Monday, November 26, 2007

parenting in the rough

It is heart breaking for me to see my children suffer "unnecessary roughness". That is -- a situation that could have been dealt with in a kinder more gentler way. The long anticipated visit with dad and girlfriend came and the situation was as I expected it to be. Girlfriend lives with Dad, Dad soft pedals his obvious wrong choice by presenting a pitiful excuse, Dad further plays out self-centered choice by having girlfriend sleep in his bed while his children are under his roof (after all, with four kids in the house there was no other place for her to sleep :|). So our loving children, always willing to extend grace and give the benefit of the doubt, accept the situation for what it is and even go so far as to rationalize it. They like the girlfriend and she seems to be holding dad together. What about the moral dilemma? What about the contradiction to what they have been taught? What about the disappointment? What about the stonewalling? These are the issues that really upset me. The man doesn't have the guts to call it like it is and face the fallout. The selfishness is unmistakable. There has been absolutely no consideration of the children's feelings in this matter and an assumption that they will just live with it. So, I do what I can with some damage control -- honest feelings, disappointment, right & wrong, God's way, God's grace, choices based on what is true and what is right not excused by what other people choose to do. Love, tears and hugs. Prayer for wisdom, forgiveness, grace and mercy.

Friday, November 9, 2007

vacant

I feel needy on some days. It's Friday and the weekend lies before me with not a single plan to fill it. I can't help but think how it would be to have someone to spend time with. Someone to look forward to. I don't have money to play with so that also limits the prospects. I'd love to go shopping with Jenna, but that is not an option right now. Wouldn't it be great if someone spent money on ME? Oh well, there is that closet to organize and football Sunday. Endure, Amy, endure...

■ ■ ■ ■ ■ ■ ■

Assigned task a: Give the records as a JSON list of strings, one per line and with blank lines omitted, from the start of the records through the line that contains "positive clicks: (1855, 441)". Leave out the pictures.

■ ■ ■ ■ ■ ■ ■

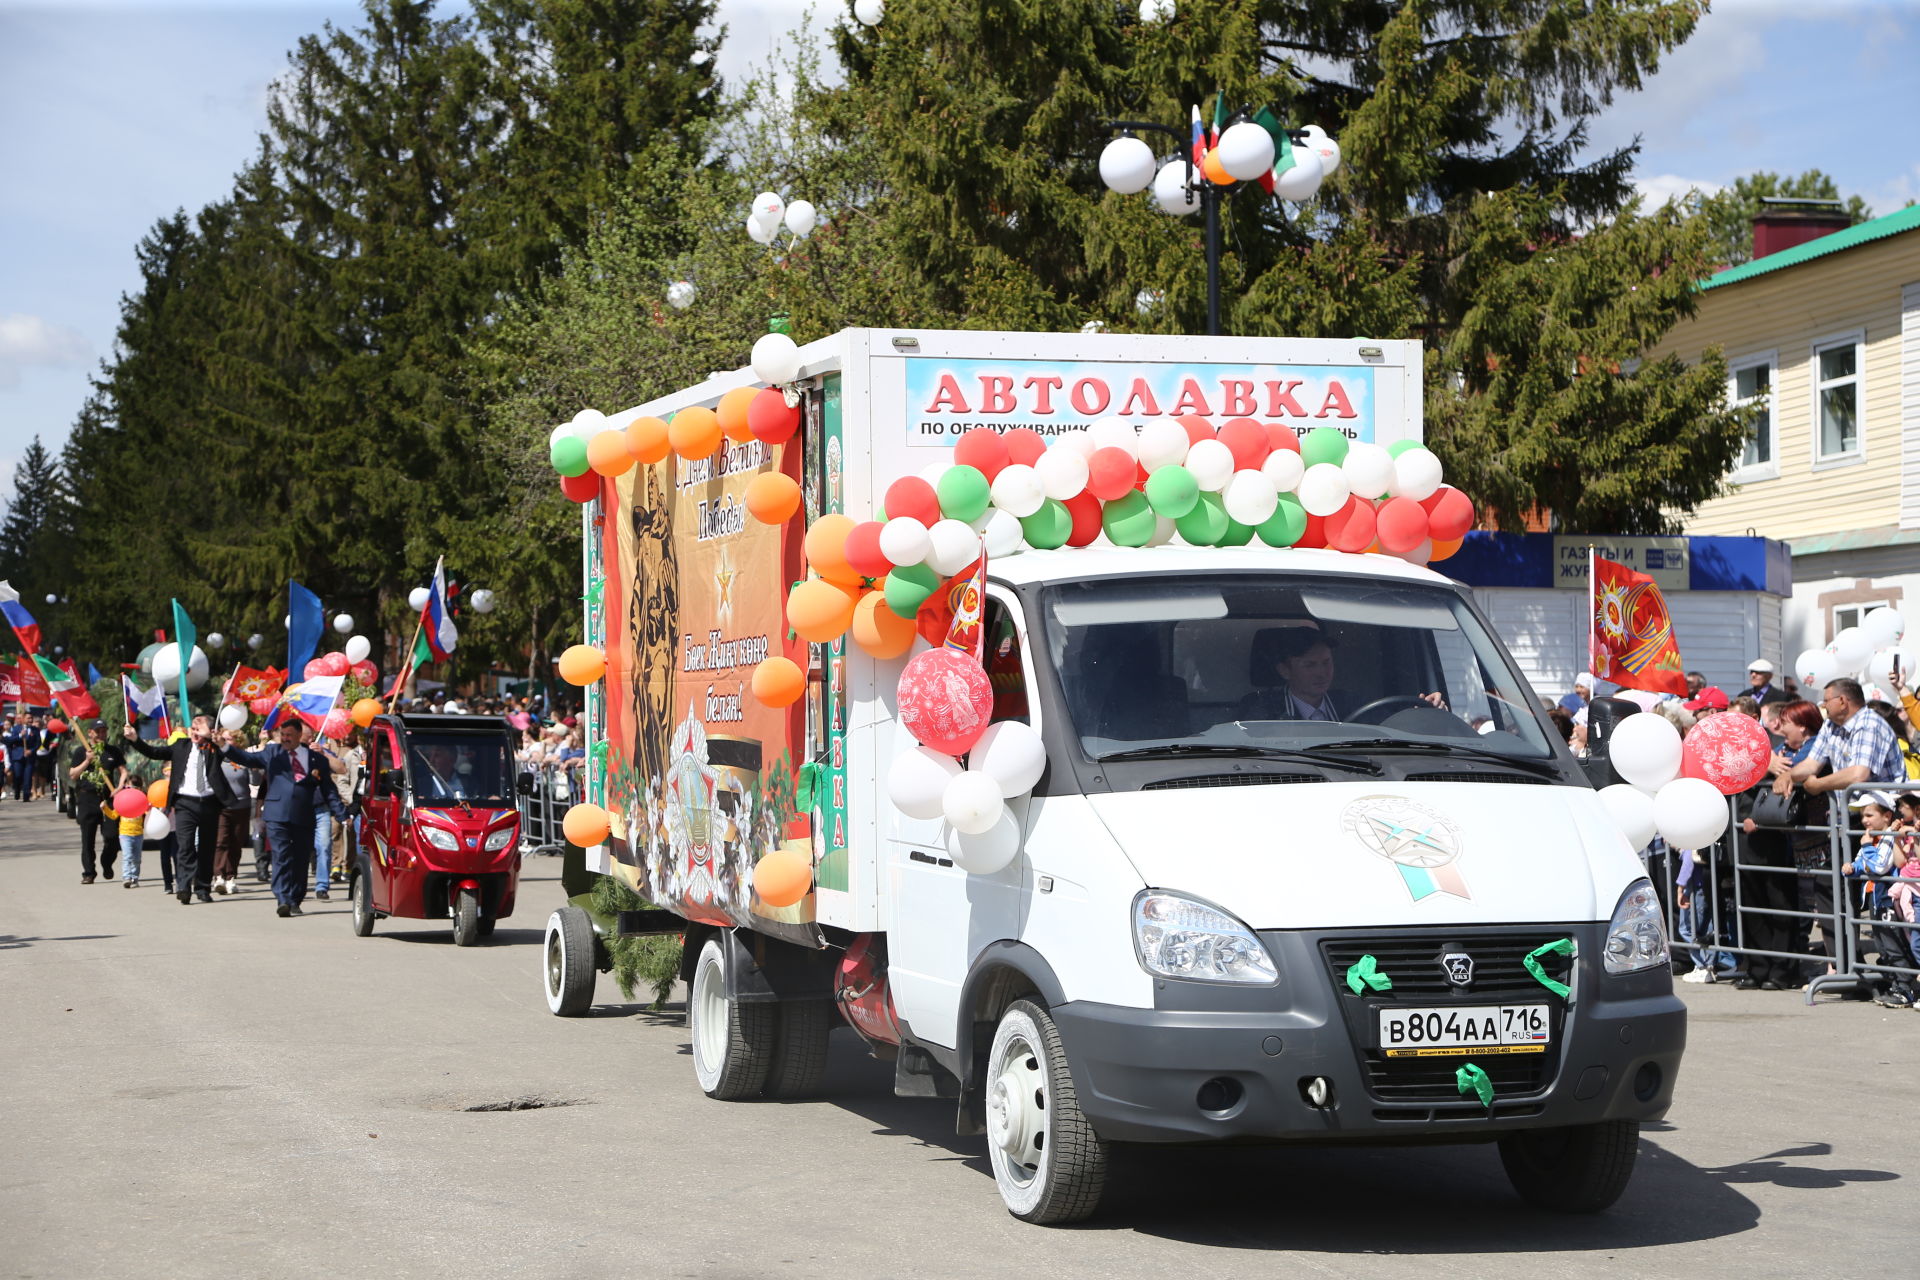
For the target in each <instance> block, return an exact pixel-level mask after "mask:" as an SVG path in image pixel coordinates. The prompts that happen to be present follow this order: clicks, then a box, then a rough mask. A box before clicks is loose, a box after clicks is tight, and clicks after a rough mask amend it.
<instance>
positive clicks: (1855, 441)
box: [1812, 336, 1860, 461]
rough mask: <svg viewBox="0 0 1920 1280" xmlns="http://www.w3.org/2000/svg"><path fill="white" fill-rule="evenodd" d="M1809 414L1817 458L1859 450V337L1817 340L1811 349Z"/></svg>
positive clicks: (1844, 454)
mask: <svg viewBox="0 0 1920 1280" xmlns="http://www.w3.org/2000/svg"><path fill="white" fill-rule="evenodd" d="M1812 365H1814V368H1812V416H1814V432H1816V434H1814V449H1816V453H1814V457H1816V461H1832V459H1847V457H1859V453H1860V340H1859V336H1849V338H1841V340H1837V342H1828V344H1818V345H1814V349H1812Z"/></svg>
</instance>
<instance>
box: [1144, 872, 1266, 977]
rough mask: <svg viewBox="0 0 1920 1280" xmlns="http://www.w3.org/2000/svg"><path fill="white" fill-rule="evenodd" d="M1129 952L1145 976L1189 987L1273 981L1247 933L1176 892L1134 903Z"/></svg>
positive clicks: (1223, 918)
mask: <svg viewBox="0 0 1920 1280" xmlns="http://www.w3.org/2000/svg"><path fill="white" fill-rule="evenodd" d="M1133 950H1135V952H1137V954H1139V958H1140V967H1142V969H1146V971H1148V973H1156V975H1160V977H1169V979H1187V981H1190V983H1277V981H1279V977H1281V975H1279V969H1275V965H1273V956H1269V954H1267V948H1265V944H1261V940H1260V938H1258V936H1256V935H1254V931H1252V929H1248V927H1246V925H1242V923H1240V921H1236V919H1235V917H1233V915H1227V913H1225V912H1221V910H1219V908H1212V906H1208V904H1204V902H1194V900H1192V898H1183V896H1179V894H1169V892H1158V890H1152V889H1150V890H1146V892H1142V894H1140V896H1139V898H1135V900H1133Z"/></svg>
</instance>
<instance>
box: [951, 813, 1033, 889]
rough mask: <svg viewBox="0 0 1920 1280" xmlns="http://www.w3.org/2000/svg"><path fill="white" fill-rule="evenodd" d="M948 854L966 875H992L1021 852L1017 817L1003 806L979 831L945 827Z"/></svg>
mask: <svg viewBox="0 0 1920 1280" xmlns="http://www.w3.org/2000/svg"><path fill="white" fill-rule="evenodd" d="M947 856H948V858H952V860H954V865H956V867H960V869H962V871H966V873H968V875H993V873H996V871H1000V869H1004V867H1006V864H1010V862H1012V860H1014V858H1018V856H1020V821H1016V819H1014V816H1012V814H1010V812H1006V810H1004V808H1002V810H1000V818H998V821H995V823H993V825H991V827H989V829H987V831H983V833H979V835H968V833H966V831H952V829H948V831H947Z"/></svg>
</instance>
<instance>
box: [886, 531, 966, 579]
mask: <svg viewBox="0 0 1920 1280" xmlns="http://www.w3.org/2000/svg"><path fill="white" fill-rule="evenodd" d="M889 524H891V520H889ZM927 539H929V541H931V543H933V545H931V549H929V551H927V560H925V562H927V568H931V570H933V572H935V574H941V576H943V578H945V576H948V574H958V572H960V570H964V568H966V566H968V564H972V562H973V558H975V557H979V533H975V532H973V528H972V526H968V522H966V520H937V522H935V524H933V528H931V530H927Z"/></svg>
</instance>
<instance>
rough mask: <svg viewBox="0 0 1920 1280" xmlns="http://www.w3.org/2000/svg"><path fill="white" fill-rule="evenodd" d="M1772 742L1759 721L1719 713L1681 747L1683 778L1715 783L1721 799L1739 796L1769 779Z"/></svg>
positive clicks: (1720, 712)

■ ■ ■ ■ ■ ■ ■

Assigned task b:
Answer these questions from the blog posts:
(i) What date is given for the post titled "vacant"?
(ii) Whom does the writer say she would love to go shopping with?
(iii) In the post "parenting in the rough," where does the girlfriend sleep while the children are visiting?

Output a:
[
  "For the target in each <instance> block, return an exact pixel-level mask after \"mask:\" as an SVG path in image pixel coordinates. The prompts that happen to be present follow this order: clicks, then a box, then a rough mask. A box before clicks is loose, a box after clicks is tight, and clicks after a rough mask amend it.",
  "<instance>",
  "positive clicks: (1855, 441)"
]

Output b:
(i) Friday, November 9, 2007
(ii) Jenna
(iii) In Dad's bed